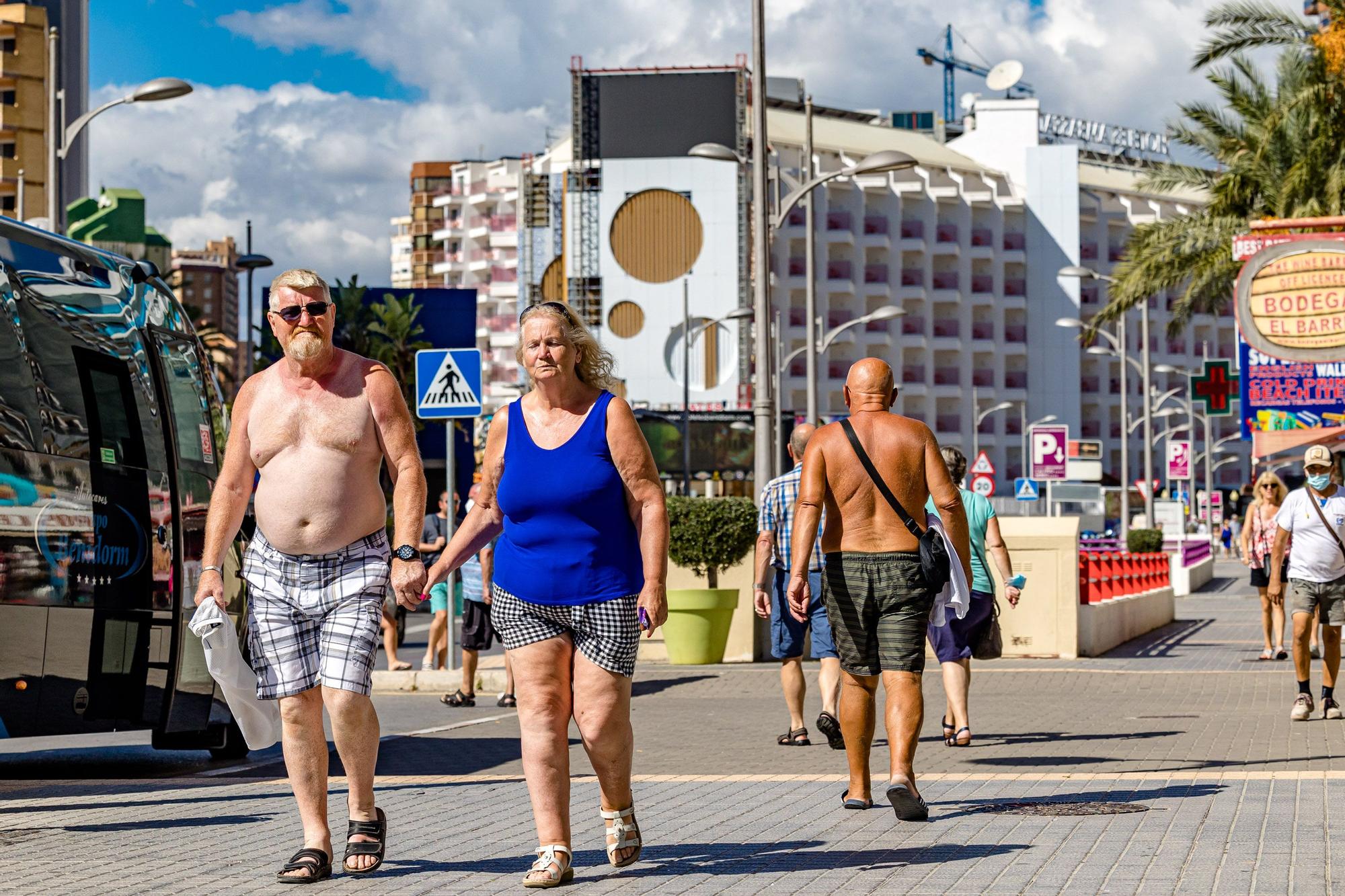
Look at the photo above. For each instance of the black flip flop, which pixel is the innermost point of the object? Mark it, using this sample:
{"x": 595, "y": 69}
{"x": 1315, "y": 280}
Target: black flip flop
{"x": 907, "y": 805}
{"x": 365, "y": 848}
{"x": 319, "y": 866}
{"x": 831, "y": 725}
{"x": 458, "y": 698}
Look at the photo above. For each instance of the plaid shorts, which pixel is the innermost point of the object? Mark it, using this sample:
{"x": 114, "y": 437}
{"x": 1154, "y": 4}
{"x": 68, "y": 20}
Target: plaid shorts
{"x": 315, "y": 616}
{"x": 609, "y": 633}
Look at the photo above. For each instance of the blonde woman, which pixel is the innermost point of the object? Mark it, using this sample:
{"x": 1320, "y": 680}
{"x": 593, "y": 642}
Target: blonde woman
{"x": 1257, "y": 541}
{"x": 572, "y": 491}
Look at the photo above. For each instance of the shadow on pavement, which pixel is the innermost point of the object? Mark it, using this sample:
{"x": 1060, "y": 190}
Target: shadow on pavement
{"x": 1116, "y": 795}
{"x": 723, "y": 858}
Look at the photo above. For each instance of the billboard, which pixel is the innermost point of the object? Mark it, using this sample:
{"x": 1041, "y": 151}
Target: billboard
{"x": 1288, "y": 395}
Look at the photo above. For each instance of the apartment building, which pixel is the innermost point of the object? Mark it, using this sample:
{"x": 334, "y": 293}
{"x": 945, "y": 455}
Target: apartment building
{"x": 477, "y": 247}
{"x": 968, "y": 244}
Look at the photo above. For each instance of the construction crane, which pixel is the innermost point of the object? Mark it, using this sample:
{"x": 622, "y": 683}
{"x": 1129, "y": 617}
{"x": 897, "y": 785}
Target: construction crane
{"x": 952, "y": 63}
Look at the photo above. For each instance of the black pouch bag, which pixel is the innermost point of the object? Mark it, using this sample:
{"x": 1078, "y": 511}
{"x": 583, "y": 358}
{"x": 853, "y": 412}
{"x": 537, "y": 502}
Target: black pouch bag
{"x": 934, "y": 556}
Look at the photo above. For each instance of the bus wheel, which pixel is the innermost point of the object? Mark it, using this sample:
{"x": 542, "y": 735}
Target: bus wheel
{"x": 235, "y": 744}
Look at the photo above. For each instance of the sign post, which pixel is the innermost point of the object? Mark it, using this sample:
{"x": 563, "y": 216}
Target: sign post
{"x": 449, "y": 386}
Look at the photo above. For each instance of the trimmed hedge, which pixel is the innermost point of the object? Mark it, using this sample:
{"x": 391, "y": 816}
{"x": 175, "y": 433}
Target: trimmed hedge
{"x": 711, "y": 534}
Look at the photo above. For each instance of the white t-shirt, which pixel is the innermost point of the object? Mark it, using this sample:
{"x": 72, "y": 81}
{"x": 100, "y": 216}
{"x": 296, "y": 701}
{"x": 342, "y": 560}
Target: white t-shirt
{"x": 1316, "y": 556}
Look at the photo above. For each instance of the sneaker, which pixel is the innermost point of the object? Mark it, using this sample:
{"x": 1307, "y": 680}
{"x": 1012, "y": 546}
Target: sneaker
{"x": 1303, "y": 708}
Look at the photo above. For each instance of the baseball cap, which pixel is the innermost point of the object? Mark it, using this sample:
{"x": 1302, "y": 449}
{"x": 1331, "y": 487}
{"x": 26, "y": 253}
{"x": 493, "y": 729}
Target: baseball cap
{"x": 1317, "y": 455}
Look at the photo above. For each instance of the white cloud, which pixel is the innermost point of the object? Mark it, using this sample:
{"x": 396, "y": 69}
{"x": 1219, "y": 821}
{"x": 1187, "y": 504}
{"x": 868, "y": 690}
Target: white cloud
{"x": 319, "y": 173}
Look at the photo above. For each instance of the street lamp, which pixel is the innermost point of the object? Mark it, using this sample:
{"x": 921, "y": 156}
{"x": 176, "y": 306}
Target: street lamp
{"x": 64, "y": 136}
{"x": 688, "y": 337}
{"x": 1089, "y": 274}
{"x": 1117, "y": 350}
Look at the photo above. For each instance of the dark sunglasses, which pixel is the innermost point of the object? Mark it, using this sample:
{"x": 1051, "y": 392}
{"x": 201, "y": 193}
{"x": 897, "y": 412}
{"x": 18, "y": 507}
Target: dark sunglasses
{"x": 293, "y": 314}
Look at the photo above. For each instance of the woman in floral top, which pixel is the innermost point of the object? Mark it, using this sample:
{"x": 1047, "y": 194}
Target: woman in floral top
{"x": 1258, "y": 537}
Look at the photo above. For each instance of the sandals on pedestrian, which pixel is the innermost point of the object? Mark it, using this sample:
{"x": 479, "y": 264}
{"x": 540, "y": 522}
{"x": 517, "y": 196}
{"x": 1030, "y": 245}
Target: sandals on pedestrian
{"x": 376, "y": 848}
{"x": 315, "y": 861}
{"x": 621, "y": 829}
{"x": 547, "y": 857}
{"x": 831, "y": 725}
{"x": 458, "y": 698}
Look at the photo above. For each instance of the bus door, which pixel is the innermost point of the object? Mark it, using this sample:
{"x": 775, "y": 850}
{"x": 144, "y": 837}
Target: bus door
{"x": 194, "y": 432}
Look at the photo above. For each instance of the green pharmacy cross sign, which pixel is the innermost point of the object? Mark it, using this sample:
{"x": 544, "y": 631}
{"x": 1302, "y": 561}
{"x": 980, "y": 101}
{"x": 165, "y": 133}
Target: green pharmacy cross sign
{"x": 1217, "y": 386}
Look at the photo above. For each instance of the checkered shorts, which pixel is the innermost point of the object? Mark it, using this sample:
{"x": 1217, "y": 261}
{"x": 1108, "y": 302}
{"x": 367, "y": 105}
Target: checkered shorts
{"x": 609, "y": 633}
{"x": 315, "y": 616}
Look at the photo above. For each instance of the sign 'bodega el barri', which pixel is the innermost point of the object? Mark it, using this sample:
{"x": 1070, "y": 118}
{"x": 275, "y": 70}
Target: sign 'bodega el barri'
{"x": 1292, "y": 300}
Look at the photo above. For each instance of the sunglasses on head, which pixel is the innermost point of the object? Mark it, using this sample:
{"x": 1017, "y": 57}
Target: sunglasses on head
{"x": 291, "y": 314}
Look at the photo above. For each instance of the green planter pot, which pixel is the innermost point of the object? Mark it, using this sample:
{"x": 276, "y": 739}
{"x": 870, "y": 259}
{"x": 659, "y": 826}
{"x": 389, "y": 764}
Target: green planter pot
{"x": 699, "y": 624}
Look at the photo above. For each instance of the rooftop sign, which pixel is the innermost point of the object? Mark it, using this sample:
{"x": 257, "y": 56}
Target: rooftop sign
{"x": 1292, "y": 300}
{"x": 1116, "y": 138}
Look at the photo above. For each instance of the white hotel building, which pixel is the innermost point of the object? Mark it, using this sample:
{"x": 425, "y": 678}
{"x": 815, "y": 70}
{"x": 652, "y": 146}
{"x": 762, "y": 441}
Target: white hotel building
{"x": 968, "y": 244}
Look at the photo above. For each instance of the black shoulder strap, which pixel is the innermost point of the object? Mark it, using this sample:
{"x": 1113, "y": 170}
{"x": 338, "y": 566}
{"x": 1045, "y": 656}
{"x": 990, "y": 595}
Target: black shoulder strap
{"x": 878, "y": 479}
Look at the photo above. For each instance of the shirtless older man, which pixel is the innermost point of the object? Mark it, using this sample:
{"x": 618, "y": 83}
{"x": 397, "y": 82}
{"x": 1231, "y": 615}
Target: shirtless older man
{"x": 876, "y": 595}
{"x": 317, "y": 425}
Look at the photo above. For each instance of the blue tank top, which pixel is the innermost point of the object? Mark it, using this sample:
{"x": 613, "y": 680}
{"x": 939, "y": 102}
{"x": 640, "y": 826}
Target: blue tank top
{"x": 568, "y": 534}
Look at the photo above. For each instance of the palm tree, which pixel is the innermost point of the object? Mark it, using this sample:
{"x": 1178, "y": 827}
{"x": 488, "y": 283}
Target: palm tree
{"x": 1280, "y": 150}
{"x": 393, "y": 339}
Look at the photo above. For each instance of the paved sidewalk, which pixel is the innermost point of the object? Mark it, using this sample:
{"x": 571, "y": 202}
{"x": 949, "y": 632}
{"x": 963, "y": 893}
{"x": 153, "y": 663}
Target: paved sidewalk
{"x": 1186, "y": 724}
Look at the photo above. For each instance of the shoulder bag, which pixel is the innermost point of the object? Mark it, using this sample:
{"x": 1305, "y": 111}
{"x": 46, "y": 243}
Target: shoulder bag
{"x": 934, "y": 557}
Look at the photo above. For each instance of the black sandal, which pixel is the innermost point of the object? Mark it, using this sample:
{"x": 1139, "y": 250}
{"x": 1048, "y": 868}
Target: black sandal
{"x": 367, "y": 848}
{"x": 831, "y": 725}
{"x": 315, "y": 861}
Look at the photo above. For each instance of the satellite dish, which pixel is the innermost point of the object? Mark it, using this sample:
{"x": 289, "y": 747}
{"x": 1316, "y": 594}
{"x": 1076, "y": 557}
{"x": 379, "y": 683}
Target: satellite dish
{"x": 1005, "y": 76}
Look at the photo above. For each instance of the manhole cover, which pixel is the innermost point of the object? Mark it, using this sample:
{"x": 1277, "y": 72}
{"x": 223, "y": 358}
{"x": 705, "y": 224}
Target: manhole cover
{"x": 1063, "y": 807}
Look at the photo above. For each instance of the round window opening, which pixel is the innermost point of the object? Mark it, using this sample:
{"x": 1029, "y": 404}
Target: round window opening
{"x": 657, "y": 236}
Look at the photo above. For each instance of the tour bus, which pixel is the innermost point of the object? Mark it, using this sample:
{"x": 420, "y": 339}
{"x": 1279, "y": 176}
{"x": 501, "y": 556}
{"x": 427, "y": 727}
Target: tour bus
{"x": 111, "y": 438}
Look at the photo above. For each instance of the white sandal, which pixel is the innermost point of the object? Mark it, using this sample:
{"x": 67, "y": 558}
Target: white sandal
{"x": 621, "y": 829}
{"x": 545, "y": 858}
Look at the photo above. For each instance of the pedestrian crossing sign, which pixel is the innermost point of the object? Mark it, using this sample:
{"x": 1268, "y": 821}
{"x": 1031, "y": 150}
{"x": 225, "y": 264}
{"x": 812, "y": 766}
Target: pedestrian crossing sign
{"x": 449, "y": 384}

TASK:
Exactly and only the lines from the line containing "white sandal, which" through the last line of the entries should be copied, both ends included.

EXERCISE SOLUTION:
Look at the photo above. For each instance of the white sandal, which pixel is the innermost point of the object? Mark it, using this sample:
{"x": 67, "y": 558}
Target: white sandal
{"x": 621, "y": 829}
{"x": 545, "y": 858}
Look at the photo above. For each instance of the pedestrian crossing sign, which pixel is the innermost point of the object? Mark it, using this sample:
{"x": 1268, "y": 821}
{"x": 1031, "y": 150}
{"x": 225, "y": 264}
{"x": 812, "y": 766}
Target: pedestrian crossing sign
{"x": 449, "y": 384}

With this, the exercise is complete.